_Your instructions_
Report each line of the data below that contains the word "queried", copying every such line in full.

Entries for bounding box labeling
.....
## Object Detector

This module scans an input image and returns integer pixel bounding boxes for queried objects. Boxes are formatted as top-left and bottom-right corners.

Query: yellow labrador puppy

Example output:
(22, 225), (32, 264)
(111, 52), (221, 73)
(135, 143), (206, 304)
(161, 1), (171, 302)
.....
_Response to the task_
This module scans an input image and returns integer pixel bounding boxes for queried objects. Boxes are formatted as top-left and bottom-right corners.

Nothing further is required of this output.